— Dataset rows —

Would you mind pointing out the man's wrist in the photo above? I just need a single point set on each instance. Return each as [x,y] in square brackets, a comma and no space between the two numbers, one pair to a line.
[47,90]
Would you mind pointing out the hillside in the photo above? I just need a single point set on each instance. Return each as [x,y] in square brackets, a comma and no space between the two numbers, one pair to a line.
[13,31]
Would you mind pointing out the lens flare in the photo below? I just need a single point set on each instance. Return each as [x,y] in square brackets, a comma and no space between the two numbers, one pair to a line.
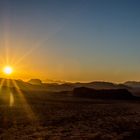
[8,70]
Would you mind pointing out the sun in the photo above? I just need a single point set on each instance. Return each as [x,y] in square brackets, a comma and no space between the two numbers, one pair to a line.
[8,70]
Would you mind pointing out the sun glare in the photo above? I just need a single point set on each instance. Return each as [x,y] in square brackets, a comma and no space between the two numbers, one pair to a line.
[8,70]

— What the task requires —
Omit the pictures and reproduce the listing exactly.

— Exercise solution —
Would you mind pointing out the man's wrist in the photo above? I just need a single point set on each instance. Return each as [x,y] in square brackets, a comma and no space between the two numbers, one pair to a line.
[47,90]
Would you mind pointing out the hillside in the photo above? I just need a single point set on each instance. Return each as [x,y] in square brackets, a comma and no space between the two numbers, one pair to a line.
[13,31]
Would you mind pointing out the lens flare in the photo below? I just need a single point set on each instance. Return each as [x,y] in square brackets, a comma and no space between the two numbers, one pair to a line.
[8,70]
Would you mind pointing out the sun in the photo above? I just need a single point set on each instance. Return each as [x,y] in square brackets, a comma and no space between the two numbers, one pair to a line.
[8,70]
Would you mind pointing out the sun glare in the photo above? I just need a single point set on each instance. Return each as [x,y] in square brackets, a comma and no space between the two numbers, one pair to a line.
[8,70]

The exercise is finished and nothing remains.